• [Problem statement] Find each line in the rows below that contains the word "logo", and copy those lines.

• [Stored records]

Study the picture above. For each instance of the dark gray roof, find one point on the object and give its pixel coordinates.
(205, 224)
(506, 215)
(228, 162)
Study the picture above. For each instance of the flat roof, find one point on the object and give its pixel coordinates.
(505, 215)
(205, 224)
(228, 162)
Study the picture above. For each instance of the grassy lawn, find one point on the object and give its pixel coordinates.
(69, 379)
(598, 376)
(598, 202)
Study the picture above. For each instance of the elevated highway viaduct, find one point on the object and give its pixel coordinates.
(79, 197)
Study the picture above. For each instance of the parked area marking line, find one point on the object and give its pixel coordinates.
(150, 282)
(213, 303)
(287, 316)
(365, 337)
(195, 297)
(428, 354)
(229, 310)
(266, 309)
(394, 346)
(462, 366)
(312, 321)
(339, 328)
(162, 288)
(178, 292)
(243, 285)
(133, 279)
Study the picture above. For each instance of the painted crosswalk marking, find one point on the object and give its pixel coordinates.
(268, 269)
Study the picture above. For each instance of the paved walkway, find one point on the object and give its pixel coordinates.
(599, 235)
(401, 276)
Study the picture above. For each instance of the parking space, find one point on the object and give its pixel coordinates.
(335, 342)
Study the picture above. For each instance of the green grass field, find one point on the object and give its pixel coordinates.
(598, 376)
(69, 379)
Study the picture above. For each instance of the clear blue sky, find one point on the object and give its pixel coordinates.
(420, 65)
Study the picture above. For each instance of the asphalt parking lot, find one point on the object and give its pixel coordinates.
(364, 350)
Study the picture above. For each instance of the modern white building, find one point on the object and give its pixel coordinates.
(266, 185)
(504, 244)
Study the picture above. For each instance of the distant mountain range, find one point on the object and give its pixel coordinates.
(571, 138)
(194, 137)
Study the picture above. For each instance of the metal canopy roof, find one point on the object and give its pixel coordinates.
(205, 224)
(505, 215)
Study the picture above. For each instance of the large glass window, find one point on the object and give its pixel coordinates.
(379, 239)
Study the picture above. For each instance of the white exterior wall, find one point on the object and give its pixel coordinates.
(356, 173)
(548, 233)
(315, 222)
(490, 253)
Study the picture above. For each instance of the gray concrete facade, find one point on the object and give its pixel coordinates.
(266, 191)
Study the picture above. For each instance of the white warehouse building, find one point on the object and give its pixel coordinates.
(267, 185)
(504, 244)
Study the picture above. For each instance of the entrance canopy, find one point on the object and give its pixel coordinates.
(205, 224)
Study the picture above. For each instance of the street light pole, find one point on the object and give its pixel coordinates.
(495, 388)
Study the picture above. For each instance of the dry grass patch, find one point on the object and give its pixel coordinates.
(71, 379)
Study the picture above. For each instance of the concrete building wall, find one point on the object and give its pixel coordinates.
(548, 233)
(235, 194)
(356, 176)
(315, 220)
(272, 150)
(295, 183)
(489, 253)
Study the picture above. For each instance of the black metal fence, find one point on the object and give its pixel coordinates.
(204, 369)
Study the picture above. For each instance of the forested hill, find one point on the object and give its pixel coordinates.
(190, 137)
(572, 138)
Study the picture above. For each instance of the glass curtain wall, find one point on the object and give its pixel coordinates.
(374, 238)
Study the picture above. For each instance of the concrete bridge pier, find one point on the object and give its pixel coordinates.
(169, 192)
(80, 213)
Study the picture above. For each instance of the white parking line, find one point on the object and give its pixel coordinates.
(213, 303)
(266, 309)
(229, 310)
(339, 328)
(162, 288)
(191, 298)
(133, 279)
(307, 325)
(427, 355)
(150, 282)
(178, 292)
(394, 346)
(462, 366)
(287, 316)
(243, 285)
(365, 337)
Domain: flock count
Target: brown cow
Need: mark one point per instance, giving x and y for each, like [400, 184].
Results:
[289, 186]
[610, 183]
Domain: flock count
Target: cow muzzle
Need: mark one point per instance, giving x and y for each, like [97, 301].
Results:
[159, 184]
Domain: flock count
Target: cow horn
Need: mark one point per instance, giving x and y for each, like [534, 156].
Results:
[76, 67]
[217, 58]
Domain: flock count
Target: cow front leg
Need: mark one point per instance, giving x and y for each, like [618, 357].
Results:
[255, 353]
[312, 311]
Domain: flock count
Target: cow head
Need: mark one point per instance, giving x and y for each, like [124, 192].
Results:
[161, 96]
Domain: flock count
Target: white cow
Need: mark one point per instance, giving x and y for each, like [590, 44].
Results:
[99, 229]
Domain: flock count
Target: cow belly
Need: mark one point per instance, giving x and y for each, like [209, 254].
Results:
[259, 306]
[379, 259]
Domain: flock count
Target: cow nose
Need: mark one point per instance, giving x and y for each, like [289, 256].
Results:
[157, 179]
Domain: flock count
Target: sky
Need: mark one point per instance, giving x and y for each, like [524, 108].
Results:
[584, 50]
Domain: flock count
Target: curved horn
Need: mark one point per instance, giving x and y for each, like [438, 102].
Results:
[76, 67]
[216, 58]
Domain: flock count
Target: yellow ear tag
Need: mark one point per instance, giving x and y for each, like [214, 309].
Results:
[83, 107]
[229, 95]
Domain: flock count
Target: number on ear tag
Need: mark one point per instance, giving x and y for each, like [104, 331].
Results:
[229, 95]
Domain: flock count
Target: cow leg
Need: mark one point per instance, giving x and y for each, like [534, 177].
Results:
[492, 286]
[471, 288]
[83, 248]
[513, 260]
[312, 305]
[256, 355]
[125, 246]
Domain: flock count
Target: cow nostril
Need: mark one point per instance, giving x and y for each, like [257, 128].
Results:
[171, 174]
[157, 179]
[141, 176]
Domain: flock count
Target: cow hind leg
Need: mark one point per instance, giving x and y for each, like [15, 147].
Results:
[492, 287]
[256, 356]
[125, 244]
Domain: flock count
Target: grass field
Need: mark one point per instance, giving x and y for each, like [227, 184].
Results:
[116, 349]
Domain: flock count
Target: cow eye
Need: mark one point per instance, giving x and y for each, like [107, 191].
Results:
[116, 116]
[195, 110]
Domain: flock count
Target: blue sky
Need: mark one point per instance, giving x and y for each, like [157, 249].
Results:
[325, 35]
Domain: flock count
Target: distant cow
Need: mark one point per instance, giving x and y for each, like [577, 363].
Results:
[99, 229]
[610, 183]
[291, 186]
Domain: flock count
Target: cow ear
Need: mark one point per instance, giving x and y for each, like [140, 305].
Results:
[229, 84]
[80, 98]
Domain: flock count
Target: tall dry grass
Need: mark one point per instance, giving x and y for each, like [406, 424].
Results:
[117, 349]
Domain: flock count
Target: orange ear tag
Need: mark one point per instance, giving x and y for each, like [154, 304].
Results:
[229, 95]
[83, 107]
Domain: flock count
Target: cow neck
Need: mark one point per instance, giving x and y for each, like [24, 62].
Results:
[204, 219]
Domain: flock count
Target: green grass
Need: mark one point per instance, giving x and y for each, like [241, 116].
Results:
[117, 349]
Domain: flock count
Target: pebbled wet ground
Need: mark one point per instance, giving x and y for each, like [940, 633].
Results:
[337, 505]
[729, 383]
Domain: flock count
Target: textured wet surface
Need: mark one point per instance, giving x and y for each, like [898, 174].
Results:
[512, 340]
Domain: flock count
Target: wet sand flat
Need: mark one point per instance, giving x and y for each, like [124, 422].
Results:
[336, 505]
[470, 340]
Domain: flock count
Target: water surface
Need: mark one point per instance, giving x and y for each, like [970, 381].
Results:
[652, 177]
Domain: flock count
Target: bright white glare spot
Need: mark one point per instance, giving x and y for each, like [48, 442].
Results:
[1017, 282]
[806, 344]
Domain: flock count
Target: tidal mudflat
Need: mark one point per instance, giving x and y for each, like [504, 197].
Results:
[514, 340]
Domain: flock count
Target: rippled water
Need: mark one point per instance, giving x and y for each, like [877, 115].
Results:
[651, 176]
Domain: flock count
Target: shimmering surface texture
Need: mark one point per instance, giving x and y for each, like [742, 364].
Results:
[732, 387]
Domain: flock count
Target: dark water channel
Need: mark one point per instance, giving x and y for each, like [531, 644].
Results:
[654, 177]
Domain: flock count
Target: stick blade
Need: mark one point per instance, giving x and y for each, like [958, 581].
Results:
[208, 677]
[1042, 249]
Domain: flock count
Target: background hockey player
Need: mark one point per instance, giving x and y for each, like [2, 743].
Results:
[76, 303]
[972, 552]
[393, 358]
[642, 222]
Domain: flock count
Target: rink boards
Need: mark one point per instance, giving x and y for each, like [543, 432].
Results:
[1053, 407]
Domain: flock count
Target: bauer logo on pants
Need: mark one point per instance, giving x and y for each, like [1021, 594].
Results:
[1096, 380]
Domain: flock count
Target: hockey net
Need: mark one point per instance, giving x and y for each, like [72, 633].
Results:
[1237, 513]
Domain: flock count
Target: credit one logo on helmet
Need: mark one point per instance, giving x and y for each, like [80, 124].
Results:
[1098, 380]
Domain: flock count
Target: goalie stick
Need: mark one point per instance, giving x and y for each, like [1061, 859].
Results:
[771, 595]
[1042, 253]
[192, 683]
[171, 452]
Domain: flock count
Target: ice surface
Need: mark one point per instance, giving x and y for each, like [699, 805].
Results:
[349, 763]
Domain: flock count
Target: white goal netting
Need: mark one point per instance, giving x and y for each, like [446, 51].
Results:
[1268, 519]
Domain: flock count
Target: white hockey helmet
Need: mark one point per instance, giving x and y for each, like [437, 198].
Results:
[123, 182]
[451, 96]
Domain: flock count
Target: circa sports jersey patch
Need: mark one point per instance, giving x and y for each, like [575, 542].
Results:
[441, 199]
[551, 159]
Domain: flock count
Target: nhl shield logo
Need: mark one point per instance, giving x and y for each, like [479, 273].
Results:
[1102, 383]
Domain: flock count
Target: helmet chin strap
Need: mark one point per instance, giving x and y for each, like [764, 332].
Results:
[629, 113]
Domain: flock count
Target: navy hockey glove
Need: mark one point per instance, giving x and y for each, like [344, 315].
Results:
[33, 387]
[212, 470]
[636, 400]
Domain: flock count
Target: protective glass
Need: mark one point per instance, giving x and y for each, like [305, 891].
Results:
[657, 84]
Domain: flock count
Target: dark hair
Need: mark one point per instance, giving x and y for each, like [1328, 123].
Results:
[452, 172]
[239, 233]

• [The output]
Target: bauer logo on pants
Target: credit one logo on helmet
Target: nhl shield logo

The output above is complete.